**EXERCISE OBJECTIVE:** Reproduce every line of the entries below, requests included, rescaling each bounding-box coordinate in the answers by 0.8 and rounding to the nearest whole number, with halves rounded up. Omit the pictures.

::: SUPPLIED RECORDS

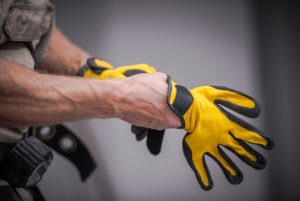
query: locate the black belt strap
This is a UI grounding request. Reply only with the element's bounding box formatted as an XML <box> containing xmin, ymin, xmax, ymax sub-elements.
<box><xmin>29</xmin><ymin>124</ymin><xmax>97</xmax><ymax>181</ymax></box>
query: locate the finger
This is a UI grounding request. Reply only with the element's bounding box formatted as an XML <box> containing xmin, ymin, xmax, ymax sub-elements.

::::::

**COMPLETED TASK:**
query: locate the black belt strap
This is a UI grounding request. Reply only with the element's bounding box formatted as an XML <box> containing xmin, ymin, xmax, ymax sub-elements.
<box><xmin>23</xmin><ymin>99</ymin><xmax>78</xmax><ymax>145</ymax></box>
query: locate the finger
This is a UI grounding request. Reply only with the element's bounding box formatted as an XML <box> containing xmin, ymin, xmax, ymax sub-elements.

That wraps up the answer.